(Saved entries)
--- start ---

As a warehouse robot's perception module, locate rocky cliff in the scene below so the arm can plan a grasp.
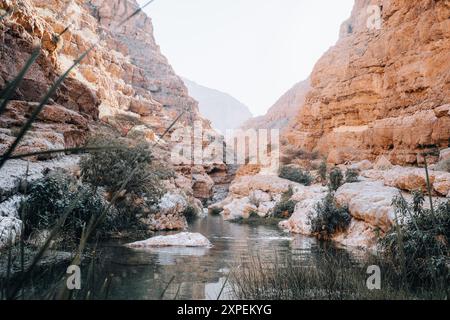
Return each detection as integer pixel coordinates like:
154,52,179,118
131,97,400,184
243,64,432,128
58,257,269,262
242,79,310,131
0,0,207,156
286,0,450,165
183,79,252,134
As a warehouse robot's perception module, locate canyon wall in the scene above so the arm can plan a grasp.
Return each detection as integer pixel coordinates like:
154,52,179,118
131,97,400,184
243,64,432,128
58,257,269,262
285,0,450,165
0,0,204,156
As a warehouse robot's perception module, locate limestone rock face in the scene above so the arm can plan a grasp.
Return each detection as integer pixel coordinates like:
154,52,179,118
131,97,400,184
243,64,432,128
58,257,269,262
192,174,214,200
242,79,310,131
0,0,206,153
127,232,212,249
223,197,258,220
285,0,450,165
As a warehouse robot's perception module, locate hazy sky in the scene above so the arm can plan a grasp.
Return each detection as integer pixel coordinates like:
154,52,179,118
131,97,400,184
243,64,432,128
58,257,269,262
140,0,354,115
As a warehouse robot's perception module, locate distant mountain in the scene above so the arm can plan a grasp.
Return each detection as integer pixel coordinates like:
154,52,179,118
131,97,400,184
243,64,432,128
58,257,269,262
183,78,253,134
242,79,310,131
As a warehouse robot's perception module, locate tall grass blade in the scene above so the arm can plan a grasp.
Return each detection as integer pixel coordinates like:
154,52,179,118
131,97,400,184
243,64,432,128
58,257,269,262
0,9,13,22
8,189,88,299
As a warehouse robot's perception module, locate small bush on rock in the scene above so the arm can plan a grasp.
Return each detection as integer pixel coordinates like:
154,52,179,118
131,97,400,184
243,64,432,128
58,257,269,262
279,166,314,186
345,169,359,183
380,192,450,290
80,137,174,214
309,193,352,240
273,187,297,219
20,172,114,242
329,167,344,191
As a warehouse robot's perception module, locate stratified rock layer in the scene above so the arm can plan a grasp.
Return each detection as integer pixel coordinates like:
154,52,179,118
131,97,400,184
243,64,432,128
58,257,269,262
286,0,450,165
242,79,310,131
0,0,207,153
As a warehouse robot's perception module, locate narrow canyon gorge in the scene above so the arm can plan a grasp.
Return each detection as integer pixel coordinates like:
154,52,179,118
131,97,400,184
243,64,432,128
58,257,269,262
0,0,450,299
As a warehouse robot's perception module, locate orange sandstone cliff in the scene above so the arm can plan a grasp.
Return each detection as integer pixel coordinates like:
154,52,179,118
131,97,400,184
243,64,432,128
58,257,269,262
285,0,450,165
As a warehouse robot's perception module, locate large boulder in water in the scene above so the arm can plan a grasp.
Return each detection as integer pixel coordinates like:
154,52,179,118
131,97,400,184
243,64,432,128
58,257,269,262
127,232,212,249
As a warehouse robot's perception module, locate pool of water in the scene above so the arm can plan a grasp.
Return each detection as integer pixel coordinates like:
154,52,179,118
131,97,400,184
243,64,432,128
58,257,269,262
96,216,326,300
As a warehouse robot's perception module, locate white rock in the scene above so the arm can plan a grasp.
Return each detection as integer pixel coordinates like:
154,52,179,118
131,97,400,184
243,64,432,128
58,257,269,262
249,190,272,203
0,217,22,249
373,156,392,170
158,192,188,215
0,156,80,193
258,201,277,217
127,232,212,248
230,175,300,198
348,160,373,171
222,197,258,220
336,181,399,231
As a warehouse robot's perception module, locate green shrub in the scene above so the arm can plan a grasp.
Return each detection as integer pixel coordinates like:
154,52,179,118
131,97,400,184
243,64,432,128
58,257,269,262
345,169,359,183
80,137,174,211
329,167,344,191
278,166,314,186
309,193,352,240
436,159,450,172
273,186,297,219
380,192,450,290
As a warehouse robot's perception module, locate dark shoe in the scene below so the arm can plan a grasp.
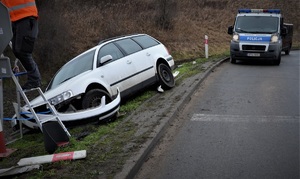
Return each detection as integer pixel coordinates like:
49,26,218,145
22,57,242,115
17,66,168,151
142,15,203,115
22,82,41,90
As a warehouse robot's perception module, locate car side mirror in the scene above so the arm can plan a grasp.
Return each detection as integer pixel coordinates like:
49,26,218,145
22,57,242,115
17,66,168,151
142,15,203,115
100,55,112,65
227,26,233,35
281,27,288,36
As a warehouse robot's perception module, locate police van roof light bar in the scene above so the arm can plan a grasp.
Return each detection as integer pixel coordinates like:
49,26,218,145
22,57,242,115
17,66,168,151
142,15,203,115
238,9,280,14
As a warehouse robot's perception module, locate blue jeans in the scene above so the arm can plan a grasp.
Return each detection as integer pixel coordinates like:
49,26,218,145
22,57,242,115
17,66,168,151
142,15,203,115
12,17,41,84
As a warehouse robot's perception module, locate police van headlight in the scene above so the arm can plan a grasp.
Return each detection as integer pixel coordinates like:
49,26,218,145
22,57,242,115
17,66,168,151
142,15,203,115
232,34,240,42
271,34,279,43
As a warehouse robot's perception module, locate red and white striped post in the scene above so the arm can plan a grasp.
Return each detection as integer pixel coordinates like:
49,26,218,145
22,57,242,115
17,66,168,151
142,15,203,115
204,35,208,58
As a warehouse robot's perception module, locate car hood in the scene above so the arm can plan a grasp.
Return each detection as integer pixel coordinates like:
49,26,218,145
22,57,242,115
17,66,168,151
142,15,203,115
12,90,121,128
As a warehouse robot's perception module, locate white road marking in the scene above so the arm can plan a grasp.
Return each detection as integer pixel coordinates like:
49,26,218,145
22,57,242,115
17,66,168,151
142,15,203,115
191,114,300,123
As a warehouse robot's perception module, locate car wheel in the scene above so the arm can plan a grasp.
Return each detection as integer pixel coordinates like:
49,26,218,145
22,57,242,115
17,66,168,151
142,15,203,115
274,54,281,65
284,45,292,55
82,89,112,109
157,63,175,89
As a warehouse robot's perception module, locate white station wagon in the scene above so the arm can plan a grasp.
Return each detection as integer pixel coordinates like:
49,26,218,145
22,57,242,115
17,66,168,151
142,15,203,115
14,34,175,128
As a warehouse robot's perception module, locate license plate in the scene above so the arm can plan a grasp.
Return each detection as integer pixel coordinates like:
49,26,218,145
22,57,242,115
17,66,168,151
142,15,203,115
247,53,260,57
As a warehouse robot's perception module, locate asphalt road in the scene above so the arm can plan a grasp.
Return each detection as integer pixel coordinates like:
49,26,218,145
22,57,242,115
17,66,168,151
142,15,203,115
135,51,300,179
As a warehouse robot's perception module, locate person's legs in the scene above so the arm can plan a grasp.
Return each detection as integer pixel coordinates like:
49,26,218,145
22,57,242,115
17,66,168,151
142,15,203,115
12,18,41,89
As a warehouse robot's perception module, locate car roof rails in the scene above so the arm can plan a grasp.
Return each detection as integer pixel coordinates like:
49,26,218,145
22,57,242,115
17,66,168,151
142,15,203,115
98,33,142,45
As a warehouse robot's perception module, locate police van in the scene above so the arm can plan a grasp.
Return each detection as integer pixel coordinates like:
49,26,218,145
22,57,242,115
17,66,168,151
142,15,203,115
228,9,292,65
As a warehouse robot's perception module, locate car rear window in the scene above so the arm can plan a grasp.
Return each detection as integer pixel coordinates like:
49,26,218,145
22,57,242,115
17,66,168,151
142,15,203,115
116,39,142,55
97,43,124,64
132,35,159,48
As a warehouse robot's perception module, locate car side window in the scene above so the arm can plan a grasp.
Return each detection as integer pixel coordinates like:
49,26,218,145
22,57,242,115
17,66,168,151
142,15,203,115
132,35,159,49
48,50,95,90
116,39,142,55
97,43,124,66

--- end ---
--- start ---

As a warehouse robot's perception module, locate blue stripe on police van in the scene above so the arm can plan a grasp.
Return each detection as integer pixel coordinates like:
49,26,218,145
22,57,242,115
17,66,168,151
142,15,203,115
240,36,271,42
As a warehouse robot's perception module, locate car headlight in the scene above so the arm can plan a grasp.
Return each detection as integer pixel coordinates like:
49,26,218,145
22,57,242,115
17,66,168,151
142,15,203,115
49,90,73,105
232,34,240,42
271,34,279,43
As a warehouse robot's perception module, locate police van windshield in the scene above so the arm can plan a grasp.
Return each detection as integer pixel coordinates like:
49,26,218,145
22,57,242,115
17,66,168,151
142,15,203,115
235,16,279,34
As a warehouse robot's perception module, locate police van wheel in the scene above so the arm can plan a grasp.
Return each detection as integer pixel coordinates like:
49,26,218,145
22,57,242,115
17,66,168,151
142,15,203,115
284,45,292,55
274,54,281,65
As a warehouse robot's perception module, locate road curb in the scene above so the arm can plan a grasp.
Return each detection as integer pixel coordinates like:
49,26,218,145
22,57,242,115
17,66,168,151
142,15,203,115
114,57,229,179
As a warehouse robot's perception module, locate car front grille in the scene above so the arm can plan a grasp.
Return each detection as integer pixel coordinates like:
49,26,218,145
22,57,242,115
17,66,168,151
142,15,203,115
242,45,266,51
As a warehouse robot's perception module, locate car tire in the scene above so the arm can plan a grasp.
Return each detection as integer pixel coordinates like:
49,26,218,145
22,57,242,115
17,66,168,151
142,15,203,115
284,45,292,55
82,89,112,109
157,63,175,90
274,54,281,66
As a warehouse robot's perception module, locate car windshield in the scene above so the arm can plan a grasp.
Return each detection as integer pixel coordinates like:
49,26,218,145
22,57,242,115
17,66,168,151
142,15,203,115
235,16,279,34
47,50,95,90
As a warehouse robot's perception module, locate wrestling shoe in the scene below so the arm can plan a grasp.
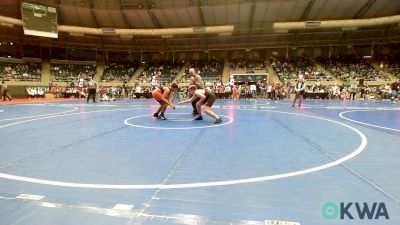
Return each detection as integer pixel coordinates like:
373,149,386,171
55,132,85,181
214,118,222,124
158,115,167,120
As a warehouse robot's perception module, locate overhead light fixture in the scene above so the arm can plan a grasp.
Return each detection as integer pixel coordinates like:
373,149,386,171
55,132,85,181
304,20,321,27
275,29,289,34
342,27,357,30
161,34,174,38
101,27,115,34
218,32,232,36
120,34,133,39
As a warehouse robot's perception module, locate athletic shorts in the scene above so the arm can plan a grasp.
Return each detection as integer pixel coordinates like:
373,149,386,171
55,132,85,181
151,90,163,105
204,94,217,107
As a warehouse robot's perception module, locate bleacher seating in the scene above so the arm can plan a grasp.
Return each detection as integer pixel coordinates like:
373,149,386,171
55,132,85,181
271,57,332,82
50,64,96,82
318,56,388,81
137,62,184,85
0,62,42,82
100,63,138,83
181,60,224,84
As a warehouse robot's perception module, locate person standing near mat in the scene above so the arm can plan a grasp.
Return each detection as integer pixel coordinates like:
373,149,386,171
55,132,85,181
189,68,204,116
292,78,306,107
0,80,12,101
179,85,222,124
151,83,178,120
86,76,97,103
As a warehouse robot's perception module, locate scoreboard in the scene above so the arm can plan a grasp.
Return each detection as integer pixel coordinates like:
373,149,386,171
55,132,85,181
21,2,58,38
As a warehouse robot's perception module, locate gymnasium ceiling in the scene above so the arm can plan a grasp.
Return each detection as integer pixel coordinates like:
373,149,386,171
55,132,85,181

--- end ---

# Task to complete:
Convert the material into a JSON list of strings with one string per line and no blank lines, starting at the line that contains "As a warehouse robot's perception module, locate rocky" and ending after the line that contains "0,0,204,156". Leave the picture out.

# Reply to the task:
[
  "As a warehouse robot's perception module, locate rocky cliff in the scene below so the arm can plan a grasp.",
  "Return each detection as integer pixel coordinates like:",
  "154,52,179,118",
  "131,97,400,184",
  "243,64,432,128",
  "58,257,269,262",
  "242,79,310,131",
  "0,0,207,156",
  "286,0,450,165",
  "183,79,252,134",
  "As a warehouse robot's perception module, locate canyon wall in the scene above so the arm can plan a grasp.",
  "Return each detection as integer pixel coordinates like:",
  "154,52,179,118",
  "131,97,400,184",
  "243,64,432,128",
  "58,257,269,262",
  "285,0,450,165",
  "0,0,204,156"
]